• WORK TO BE COMPLETED: Each entry below must appear in the output exactly as written.

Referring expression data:
———

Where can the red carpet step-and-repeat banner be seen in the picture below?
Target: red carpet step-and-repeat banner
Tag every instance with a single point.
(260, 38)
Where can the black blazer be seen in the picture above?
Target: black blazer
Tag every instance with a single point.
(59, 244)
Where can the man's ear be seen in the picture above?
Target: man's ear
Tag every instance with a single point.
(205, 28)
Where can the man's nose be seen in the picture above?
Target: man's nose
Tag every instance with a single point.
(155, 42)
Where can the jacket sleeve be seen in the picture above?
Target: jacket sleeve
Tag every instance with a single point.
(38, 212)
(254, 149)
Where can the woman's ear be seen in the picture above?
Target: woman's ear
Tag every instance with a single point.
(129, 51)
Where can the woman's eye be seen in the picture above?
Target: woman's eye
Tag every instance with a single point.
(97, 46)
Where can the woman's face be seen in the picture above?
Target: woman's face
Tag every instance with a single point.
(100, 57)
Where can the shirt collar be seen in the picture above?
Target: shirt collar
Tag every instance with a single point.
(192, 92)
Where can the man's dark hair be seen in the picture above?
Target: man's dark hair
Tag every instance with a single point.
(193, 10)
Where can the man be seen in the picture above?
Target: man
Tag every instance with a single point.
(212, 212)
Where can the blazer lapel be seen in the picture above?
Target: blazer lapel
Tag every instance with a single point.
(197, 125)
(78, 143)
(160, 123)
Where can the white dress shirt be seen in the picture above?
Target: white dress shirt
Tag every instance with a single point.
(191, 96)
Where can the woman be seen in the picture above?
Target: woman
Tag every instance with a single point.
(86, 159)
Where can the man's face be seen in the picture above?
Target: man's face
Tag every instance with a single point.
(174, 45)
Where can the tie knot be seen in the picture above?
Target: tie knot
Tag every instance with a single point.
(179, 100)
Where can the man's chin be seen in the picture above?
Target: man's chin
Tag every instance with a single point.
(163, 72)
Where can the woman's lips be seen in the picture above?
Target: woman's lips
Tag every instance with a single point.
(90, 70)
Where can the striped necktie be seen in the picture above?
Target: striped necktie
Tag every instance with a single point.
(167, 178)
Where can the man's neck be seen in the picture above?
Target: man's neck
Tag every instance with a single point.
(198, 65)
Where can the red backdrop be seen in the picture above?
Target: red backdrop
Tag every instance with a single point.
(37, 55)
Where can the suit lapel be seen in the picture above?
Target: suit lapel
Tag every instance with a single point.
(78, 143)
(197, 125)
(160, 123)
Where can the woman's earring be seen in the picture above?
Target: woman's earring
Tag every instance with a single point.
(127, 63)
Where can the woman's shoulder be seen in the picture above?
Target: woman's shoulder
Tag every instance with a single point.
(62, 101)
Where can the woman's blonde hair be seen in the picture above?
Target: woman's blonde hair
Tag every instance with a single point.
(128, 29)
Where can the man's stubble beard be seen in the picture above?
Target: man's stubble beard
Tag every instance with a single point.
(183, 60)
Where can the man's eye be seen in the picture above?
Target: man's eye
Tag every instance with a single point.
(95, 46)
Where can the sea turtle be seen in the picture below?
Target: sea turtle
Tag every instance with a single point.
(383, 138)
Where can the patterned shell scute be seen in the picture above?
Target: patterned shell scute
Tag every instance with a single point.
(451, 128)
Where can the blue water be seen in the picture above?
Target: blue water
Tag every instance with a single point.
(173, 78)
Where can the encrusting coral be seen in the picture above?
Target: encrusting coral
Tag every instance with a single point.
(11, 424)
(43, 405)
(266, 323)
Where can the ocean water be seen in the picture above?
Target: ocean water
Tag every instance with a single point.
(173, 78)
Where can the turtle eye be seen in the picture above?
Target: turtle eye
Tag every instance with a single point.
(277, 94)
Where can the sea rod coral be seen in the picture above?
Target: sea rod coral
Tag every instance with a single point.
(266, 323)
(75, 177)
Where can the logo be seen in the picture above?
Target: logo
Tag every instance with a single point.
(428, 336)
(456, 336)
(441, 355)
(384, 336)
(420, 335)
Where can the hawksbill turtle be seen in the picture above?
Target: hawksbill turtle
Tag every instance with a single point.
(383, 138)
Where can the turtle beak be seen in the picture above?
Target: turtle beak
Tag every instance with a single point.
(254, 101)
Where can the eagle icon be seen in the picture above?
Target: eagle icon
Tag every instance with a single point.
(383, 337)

———

• WRITTEN SOLUTION:
Where can the red carpet step-and-repeat banner be seen in the picture below?
Target: red carpet step-and-repeat banner
Tag every instance with a single point.
(260, 38)
Where can the black blazer be seen in the picture above?
Target: black blazer
Tag every instance with a single point.
(59, 244)
Where can the man's ear be seen in the picture above?
Target: man's ear
Tag every instance with a single point.
(205, 28)
Where can the man's nose be seen in the picture above?
Target: man's nose
Tag every instance with a single point.
(155, 42)
Where can the jacket sleeve be seen in the picture above?
Target: jacket sleeve
Tag every instance with a single point.
(38, 212)
(254, 149)
Where can the woman's ear be seen in the picture above?
Target: woman's ear
Tag every instance with a single point.
(129, 51)
Where can the woman's eye be seen in the picture above?
Target: woman's eye
Tag every instance with a single point.
(97, 46)
Where can the woman's face be seen in the picture above?
Target: woman's face
Tag every instance with a single point.
(100, 57)
Where can the shirt collar be seen in the picture above?
Target: shirt collar
Tag every instance with a single point.
(192, 92)
Where can the man's dark hair be seen in the picture above?
Target: man's dark hair
Tag every instance with a single point.
(193, 10)
Where can the man be seen in the picture above?
Target: man
Tag every instance with a single point.
(212, 212)
Where can the blazer lapel be seen in the picture above?
Target: blazer lapel
Tag every instance with a single point.
(197, 125)
(78, 143)
(160, 123)
Where can the white dress shirt be seen in the picture above?
Target: white dress shirt
Tag every instance with a single point.
(191, 96)
Where can the woman be seen in the picture above?
Target: woman
Tag every instance with a single point.
(86, 159)
Where can the man's face be seen in the picture above?
Target: man's face
Tag every instance with a single point.
(174, 45)
Where can the tie knot be seen in the picture above?
Target: tie knot
Tag every instance with a single point.
(179, 100)
Where can the man's chin be seen in the picture above?
Target: man's chin
Tag every instance with a single point.
(163, 72)
Where can the woman's lips be seen in the picture above?
Target: woman's lips
Tag every instance with a single point.
(90, 70)
Where can the striped necktie be seen in the picture above?
Target: striped necktie
Tag every instance with a single point.
(167, 178)
Where can the man's neck be seen in the picture above?
Target: man's neck
Tag every instance with a single point.
(198, 65)
Where can the red backdrop be seen in the picture above?
Target: red backdrop
Tag every instance with a single point.
(37, 55)
Where can the suit lapel be seen in the picture above?
Target: suit lapel
Tag every instance with a single point.
(78, 143)
(197, 125)
(160, 123)
Where can the woman's earring be seen in the picture above?
Target: woman's earring
Tag every instance with a single point.
(127, 63)
Where can the woman's shoulder be seen in the picture above?
Target: woman's shoulder
Tag every instance with a single point.
(62, 101)
Where can the woman's blonde hair be seen in the picture above?
Target: woman's blonde hair
Tag every instance with a single point.
(128, 29)
Where can the man's stubble beard be seen in the picture above?
Target: man's stubble beard
Tag every instance with a single point.
(183, 60)
Where can the man's eye be seen in the picture above?
Target: man's eye
Tag every instance with a single point.
(95, 46)
Where can the sea turtle be seen in the picture below?
Target: sea turtle
Tag every instance with a single point.
(383, 138)
Where can the patterned shell scute be seen in the picture above?
Target: patterned shell scute
Tag every instance with a single point.
(451, 128)
Where can the blue water be seen in the picture above?
Target: blue water
Tag every instance with a single point.
(173, 78)
Where can the encrusting coral be seen in the picture above?
Target: encrusting coral
Tag every instance with a single point.
(11, 424)
(43, 405)
(266, 323)
Where can the ocean water be seen in the picture above?
Target: ocean water
Tag every instance with a single point.
(173, 78)
Where can the turtle eye be seen in the picture above?
Target: turtle eye
Tag every instance with a single point.
(277, 94)
Where can the sea rod coral be seen in the picture above?
Target: sea rod coral
Tag every instance with a single point.
(266, 323)
(75, 177)
Where can the logo be seen in the picture above?
Target: logo
Tag every instance with a single point.
(428, 336)
(456, 336)
(441, 355)
(384, 336)
(420, 335)
Where can the hawksbill turtle be seen in the picture above?
Target: hawksbill turtle
Tag every instance with a single point.
(383, 138)
Where can the turtle beak be seen in the picture above?
Target: turtle beak
Tag every instance with a single point.
(254, 101)
Where can the eagle icon be seen in the picture above?
Target: eagle icon
Tag every instance with a single point.
(383, 337)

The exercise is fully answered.